| LE TEXTE |
..............................

Cinq étapes pour sortir du négationnisme

Par Gorune Aprikian

Comment un individu peut-il sortir de la culture négationniste dans laquelle il a été élevé ? Par quelles étapes passe-t-il ? L'expérience personnelle que nous livre Pinar Selek dans son livre «Parce qu'ils sont Arméniens», ainsi que celle d'Hasan Cemal,  petit-fils d'un des dirigeant Jeune-Turc, dans « 1915, Le génocide arménien » offrent des similitudes que je vais me hâter de généraliser.

Cette année nous commémorons le centième anniversaire du génocide des Arméniens de 1915. 100 ans! Pour quelle raison mystérieuse, ce génocide vieux d'un siècle est-il toujours d'actualité ?

Interpelle-t-il toujours des Présidents, des parlements, des partis politiques ? Peut-être parce que le génocide proprement dit, celui qui a commencé le 24 avril 1915 ne s'est pas achevé avec la défaite militaire turque de la Première Guerre Mondiale mais qu'il perdure toujours, sous une forme différente, celle du négationnisme d'Etat. Il manque un mot, plus vaste que génocide, et qui engloberait le travail macabre du sabre et de la plume, la comète du génocide et de sa trainée négationniste.

Le livre de Pinar Selek est captivant à plus d'un titre. Cette femme engagée y décrit avec une grande honnêteté son expérience personnelle sur la question arménienne, à travers ses souvenirs et ses rencontres. Elle témoigne de l'empreinte laissée par l'enseignement nationaliste, de la rencontre avec des camarades de classes arméniens craintifs et silencieux, de son militantisme dans des mouvements d’extrême gauche qui avaient intégré le déni. Mais c'est l'extrême sincérité de son introspection qui donne à son récit sa grande force en montrant quelles étapes sa pensée a dû franchir pour surmonter les préjugés inculqués. Ces étapes se retrouvent dans d'autres itinéraires et écris, aussi chez bien chez les intellectuels qui ont lancé la demande de pardon, que chez Hasan Cemal.

Elles sont, pour moi, au nombre de cinq : prendre conscience du conflit, surmonter son hostilité, développer l’empathie, faire le problème sien et enfin comprendre la place centrale qu'il occupe dans son mal être.

..............................

[Éléments enregistrés]

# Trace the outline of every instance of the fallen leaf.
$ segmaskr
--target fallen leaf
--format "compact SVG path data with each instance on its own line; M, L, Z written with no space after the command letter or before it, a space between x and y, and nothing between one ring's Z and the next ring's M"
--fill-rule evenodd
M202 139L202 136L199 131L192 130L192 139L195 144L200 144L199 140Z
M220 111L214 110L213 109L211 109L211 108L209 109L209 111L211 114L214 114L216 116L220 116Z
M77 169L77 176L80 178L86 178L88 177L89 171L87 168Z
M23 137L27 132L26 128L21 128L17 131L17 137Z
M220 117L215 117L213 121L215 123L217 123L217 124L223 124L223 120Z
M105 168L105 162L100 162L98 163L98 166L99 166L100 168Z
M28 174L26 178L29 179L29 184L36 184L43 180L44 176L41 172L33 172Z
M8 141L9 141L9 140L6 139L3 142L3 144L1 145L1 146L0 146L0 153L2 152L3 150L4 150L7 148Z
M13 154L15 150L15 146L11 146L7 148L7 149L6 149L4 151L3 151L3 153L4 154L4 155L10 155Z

..............................

| L'EXERCICE |
Recopie le texte sur le négationnisme de « Cinq étapes pour » à « hâter de généraliser. », en changeant « négationniste » en « révisionniste ».

| CORRIGÉ |
Cinq étapes pour sortir du négationnisme

Par Gorune Aprikian

Comment un individu peut-il sortir de la culture révisionniste dans laquelle il a été élevé ? Par quelles étapes passe-t-il ? L'expérience personnelle que nous livre Pinar Selek dans son livre «Parce qu'ils sont Arméniens», ainsi que celle d'Hasan Cemal,  petit-fils d'un des dirigeant Jeune-Turc, dans « 1915, Le génocide arménien » offrent des similitudes que je vais me hâter de généraliser.